▶ _TASK REQUIREMENTS_
Extract the passage of the fflush bug report between "1. Output by" and "back to reading.", inclusive.

▶ _PASSAGE SHOWN_
────────────────────

[net.unix-wizards] Subtle bug in fflush and fix

peterson@milano.UUCP (07/08/86)

The stdio package does not seem to properly account for some effects
of signals.  In particular, I have had instances of the following:

1. Output by one process into a pipe or socket, using the stdio
package (specifically putc), buffering output and eventually calling
_flsbuf to actually write the buffer to the pipe or socket.

2. Over time, the writing process gets ahead of the reading process,
causing the internal system block buffers for this pipe/socket to
fill.  Eventually the "write" system call in _flsbuf or fflush
blocks, waiting for the buffered data to be read so that more
can be written.

3.  The reading process was busy because of some interesting other
business and sends a signal to the writing process to let it know
of the interesting events it has had, and then goes back to reading.

4. The signal breaks the write system call (in _flsbuf or fflush)
and returns only a partial write ( 0 < write(...,n) < n) Presumably,
errno is EINTR.  The stdio routines interpret this condition as an
error and return EOF.  The buffer is set empty however, so that the
application program has no way of knowing how much was (and was not)
written.

Correcting this problem requires checking each write to see if some
bytes have been written, and as long as bytes are being written,
continuing to write more.  Eventually, either all bytes will be
written or an error will occur (write(...) <= 0).

The affected code is in flsbuf.c.  A revised version follows:

/* @(#)flsbuf.c	4.6 (Berkeley) 6/30/83 */

/* ************************************************************** */

/*
	There are four routines in this file:

	_flsbuf(c, FILE *)	an attempt was made to put the
				char c into an apparently full buffer

	_cleanup()		flush all buffers on exit

	fclose(FILE *)		flush and close the file

	fflush(FILE *)		flush the buffer
*/

/*
	In general, each FILE * has an I/O buffer allocated for it.

────────────────────

Source data
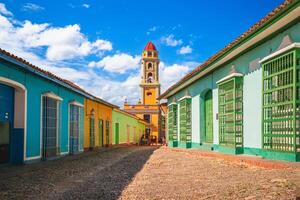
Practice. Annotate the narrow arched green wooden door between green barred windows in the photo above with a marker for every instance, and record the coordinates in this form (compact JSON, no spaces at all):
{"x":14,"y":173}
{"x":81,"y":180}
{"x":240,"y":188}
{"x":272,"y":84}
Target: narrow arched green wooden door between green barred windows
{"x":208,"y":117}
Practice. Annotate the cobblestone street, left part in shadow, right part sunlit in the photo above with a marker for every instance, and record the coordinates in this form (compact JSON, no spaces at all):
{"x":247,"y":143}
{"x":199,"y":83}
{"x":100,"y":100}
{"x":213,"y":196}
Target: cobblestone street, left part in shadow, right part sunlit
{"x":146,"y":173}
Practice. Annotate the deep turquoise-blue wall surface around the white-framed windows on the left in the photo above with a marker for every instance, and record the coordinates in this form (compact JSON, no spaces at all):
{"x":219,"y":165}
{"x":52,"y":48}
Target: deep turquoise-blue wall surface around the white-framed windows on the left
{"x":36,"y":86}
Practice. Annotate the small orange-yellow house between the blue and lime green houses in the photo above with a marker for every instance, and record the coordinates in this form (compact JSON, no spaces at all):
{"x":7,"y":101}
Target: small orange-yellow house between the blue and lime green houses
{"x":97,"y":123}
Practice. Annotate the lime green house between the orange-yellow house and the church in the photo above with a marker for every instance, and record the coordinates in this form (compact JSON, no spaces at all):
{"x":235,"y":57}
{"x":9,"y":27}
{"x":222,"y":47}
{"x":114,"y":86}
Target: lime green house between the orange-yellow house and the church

────────────────────

▶ _THE COMPLETED TASK_
1. Output by one process into a pipe or socket, using the stdio
package (specifically putc), buffering output and eventually calling
_flsbuf to actually write the buffer to the pipe or socket.

2. Over time, the writing process gets ahead of the reading process,
causing the internal system block buffers for this pipe/socket to
fill.  Eventually the "write" system call in _flsbuf or fflush
blocks, waiting for the buffered data to be read so that more
can be written.

3.  The reading process was busy because of some interesting other
business and sends a signal to the writing process to let it know
of the interesting events it has had, and then goes back to reading.